> _Set exercise_:
Answer these questions from the case summary below:
1. What share of CPI did the AUC Decision find reasonable, and up to what maximum COLA?
2. From what year to what year was ATCO's pension plan in a surplus position?
3. Which standard of review is presumed when the AUC interprets its home statute?

> _Text_:
In a unanimous decision, the Supreme Court of Canada (“SCC”) dismissed the appeal of ATCO Gas and Pipelines Ltd. and ATCO Electric Ltd. (collectively, “ATCO”) in respect of AUC Decision 2011-391. AUC Decision 2011-391 denied ATCO’s request to recover 100 percent of the annual consumer price index (“CPI”) cost of living adjustment (“COLA”) amounts as part of its pension costs for 2012 (the “AUC Decision”).

The AUC Decision ruled that only 50 percent of the CPI, up to a maximum COLA of 3 percent was reasonable. ATCO appealed the AUC Decision to the Alberta Court of Appeal, which was dismissed in Atco Gas and Pipelines Ltd. v Alberta (Utilities Commission), 2013 ABCA 310. ATCO further appealed to the SCC, which appeal the SCC dismissed.

Issues

ATCO’s pension plan was in a surplus position from 1996 to 2009 and no employer contributions were required during these times. However, the SCC noted, in the wake of the 2008 financial crisis, that the market value of the pension fund dropped to a shortfall position. ATCO was required to resume employer contributions in 2010.

As a result of an actuarial report, two types of employer contributions were required:

(a) Current service costs, for payments to address projected benefits to beneficiaries in 2010, 2011 and 2012; and

(b) Annual special payments to address an unfunded liability of $157.1 million across ATCO’s corporate structure (including non-regulated entities).

The cost of the annual special payments attributable to ATCO was approximately $13.9 million per year. The actuarial report indexed the current service costs to account for inflation through a COLA based on the CPI, which it set at 2.25 percent for each of the three years in question.

In the AUC Decision, the AUC rejected the inclusion of the COLA amounts in light of benchmark evidence showing a wider range of COLA percentages used by other pension plans within ATCO’s comparator group, mostly between 50 and 75 percent of CPI. The AUC set the allowable costs at 50 percent of CPI to a maximum of 3 percent for the COLA amounts, and reduced ATCO’s revenue requirement accordingly.

The SCC noted three issues raised by ATCO on appeal:

(a) What is the standard of review;

(b) Does the regulatory framework prescribe a certain methodology in assessing whether costs are prudent; and

(c) Was it reasonable for the Commission to refuse to incorporate 100 percent of the CPI to a maximum of 3 percent into ATCO’s COLA revenue requirements?

Standard of Review

ATCO argued that the jurisprudence favoured a standard of correctness, as ATCO framed the issues as true questions of jurisdiction (i.e. where the regulator was called on to determine whether it had the statutory authority to decide a particular question).

The SCC rejected ATCO’s approach, noting that the AUC was interpreting its home statute, and as such, a standard of reasonableness is presumed. The SCC also held that the decision in question lied at the heart of the AUC’s expertise of ratemaking, and was deserving of a high degree of deference. True questions of jurisdiction are rare and exceptional; the SCC noting that such a category of question may not exist at all.

> _Record excerpts_:
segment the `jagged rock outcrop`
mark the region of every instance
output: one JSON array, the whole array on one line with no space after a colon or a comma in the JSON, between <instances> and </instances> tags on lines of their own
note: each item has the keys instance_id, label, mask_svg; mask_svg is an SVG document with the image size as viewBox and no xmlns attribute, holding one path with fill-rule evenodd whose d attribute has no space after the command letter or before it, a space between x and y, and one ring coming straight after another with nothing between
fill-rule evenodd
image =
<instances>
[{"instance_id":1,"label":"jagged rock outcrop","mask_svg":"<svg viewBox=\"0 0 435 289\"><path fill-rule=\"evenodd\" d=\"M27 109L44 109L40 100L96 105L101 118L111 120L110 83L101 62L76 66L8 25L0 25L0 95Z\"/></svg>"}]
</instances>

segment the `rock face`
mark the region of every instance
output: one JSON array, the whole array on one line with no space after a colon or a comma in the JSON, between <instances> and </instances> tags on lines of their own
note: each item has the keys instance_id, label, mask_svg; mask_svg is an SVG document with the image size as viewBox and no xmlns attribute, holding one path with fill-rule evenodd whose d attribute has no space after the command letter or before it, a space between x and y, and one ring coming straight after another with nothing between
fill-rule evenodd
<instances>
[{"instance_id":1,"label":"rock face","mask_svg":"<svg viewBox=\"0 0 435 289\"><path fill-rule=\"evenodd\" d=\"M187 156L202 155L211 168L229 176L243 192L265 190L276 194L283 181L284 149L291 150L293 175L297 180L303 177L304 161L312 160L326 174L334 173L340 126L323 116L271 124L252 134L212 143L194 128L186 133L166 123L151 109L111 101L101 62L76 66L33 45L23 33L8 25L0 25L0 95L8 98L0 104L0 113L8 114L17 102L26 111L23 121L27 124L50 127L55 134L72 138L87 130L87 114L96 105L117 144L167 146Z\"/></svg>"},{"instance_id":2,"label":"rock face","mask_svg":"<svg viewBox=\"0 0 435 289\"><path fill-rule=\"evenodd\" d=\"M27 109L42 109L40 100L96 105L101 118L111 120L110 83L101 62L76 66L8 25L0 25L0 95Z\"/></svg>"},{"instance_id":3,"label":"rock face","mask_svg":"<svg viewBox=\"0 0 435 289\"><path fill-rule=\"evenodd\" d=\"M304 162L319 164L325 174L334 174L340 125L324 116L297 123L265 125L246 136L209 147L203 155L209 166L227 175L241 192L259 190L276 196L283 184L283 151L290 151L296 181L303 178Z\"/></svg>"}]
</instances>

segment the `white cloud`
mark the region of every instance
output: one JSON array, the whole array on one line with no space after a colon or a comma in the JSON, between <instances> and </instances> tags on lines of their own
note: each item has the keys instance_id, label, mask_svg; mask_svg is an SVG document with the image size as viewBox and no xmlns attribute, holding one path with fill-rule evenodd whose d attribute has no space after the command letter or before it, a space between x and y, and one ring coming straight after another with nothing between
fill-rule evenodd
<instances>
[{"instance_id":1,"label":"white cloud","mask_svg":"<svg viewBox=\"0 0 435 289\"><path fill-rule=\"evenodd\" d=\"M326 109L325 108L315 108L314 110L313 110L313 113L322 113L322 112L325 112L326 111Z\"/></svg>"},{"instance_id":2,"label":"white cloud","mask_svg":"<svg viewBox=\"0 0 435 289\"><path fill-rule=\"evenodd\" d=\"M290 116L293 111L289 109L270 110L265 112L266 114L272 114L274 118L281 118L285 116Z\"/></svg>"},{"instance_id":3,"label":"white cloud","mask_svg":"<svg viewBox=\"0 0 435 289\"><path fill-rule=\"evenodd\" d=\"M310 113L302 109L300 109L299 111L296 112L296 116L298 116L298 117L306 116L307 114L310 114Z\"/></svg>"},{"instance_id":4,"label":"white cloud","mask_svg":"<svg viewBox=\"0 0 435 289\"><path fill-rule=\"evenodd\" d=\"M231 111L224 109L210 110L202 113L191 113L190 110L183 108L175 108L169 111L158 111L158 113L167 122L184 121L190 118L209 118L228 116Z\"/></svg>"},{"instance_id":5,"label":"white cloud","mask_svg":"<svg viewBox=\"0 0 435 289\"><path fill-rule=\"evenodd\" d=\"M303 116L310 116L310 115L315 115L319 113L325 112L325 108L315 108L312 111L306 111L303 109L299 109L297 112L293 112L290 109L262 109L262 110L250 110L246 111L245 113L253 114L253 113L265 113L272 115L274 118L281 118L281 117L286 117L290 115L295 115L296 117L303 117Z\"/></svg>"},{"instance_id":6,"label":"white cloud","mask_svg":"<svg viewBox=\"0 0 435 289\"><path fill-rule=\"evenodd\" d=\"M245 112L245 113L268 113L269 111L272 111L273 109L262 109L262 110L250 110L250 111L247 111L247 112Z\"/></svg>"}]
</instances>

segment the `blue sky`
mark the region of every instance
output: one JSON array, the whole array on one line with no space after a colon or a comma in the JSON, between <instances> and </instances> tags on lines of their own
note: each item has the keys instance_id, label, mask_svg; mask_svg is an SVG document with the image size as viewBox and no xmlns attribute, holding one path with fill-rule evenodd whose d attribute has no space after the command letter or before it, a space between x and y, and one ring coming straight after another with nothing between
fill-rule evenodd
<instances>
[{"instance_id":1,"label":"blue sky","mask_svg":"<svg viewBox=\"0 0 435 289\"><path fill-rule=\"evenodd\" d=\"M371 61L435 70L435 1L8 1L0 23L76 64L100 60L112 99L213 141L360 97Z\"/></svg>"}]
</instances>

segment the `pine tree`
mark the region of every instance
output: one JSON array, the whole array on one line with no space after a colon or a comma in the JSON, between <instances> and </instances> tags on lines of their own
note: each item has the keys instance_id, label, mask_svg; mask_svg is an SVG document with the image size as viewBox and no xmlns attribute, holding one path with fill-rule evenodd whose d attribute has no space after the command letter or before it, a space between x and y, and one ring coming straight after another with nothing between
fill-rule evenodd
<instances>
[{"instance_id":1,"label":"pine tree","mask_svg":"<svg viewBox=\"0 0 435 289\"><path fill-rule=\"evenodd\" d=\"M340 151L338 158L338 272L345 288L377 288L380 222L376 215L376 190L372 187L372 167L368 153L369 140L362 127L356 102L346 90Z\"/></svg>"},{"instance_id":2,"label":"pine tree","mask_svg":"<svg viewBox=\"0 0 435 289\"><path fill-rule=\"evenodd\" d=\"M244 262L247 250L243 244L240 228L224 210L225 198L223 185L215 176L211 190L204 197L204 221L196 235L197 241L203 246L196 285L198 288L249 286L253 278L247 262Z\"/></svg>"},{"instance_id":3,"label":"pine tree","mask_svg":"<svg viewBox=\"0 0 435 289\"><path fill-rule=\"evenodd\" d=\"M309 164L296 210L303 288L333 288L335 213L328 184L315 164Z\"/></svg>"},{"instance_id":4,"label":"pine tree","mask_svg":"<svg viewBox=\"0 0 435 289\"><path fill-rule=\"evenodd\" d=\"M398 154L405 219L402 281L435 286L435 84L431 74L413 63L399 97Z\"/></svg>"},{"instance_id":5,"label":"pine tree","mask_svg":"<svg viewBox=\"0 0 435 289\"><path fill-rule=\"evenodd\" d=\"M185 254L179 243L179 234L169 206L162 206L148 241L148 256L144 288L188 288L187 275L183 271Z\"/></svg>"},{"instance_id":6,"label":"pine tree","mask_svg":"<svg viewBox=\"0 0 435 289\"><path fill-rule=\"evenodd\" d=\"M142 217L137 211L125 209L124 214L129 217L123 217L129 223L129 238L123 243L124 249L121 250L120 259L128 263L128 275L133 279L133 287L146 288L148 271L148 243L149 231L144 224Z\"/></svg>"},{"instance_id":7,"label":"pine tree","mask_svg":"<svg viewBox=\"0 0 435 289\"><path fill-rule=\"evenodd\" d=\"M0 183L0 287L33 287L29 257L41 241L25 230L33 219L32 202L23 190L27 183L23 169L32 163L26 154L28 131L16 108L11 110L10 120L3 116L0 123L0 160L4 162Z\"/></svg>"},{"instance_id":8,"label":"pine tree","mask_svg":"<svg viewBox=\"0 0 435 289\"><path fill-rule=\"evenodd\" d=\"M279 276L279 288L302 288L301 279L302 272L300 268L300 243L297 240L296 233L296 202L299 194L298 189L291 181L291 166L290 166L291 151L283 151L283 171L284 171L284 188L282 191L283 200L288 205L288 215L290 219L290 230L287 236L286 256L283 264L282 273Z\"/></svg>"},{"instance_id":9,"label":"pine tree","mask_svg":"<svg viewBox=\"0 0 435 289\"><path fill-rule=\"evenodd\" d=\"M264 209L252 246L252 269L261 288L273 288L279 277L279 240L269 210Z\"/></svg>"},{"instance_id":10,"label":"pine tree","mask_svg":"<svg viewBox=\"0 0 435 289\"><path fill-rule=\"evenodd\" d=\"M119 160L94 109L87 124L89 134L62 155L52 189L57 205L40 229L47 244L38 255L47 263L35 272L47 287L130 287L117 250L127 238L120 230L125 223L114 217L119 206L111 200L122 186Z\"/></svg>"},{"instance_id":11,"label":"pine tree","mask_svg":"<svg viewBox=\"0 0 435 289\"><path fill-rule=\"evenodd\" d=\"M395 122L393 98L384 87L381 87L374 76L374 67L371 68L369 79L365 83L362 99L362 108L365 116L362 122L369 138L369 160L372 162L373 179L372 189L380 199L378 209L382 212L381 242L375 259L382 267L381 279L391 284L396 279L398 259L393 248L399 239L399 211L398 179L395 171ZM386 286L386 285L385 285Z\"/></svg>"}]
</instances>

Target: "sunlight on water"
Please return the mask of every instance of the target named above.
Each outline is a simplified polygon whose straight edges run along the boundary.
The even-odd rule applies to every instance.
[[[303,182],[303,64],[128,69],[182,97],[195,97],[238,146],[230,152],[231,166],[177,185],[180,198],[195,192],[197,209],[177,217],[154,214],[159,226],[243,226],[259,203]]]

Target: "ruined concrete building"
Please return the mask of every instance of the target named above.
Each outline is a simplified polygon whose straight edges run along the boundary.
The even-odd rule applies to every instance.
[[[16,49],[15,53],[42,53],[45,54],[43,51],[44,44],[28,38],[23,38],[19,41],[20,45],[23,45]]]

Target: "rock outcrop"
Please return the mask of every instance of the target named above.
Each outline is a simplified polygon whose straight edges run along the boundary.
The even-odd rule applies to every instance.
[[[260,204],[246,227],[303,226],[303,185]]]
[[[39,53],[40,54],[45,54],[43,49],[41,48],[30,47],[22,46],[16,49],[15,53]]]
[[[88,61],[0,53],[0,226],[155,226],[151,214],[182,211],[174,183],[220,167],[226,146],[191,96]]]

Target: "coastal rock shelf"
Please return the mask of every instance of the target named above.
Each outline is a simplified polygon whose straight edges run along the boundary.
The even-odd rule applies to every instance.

> _Response_:
1. 50 percent of CPI, up to a maximum COLA of 3 percent.
2. From 1996 to 2009.
3. Reasonableness.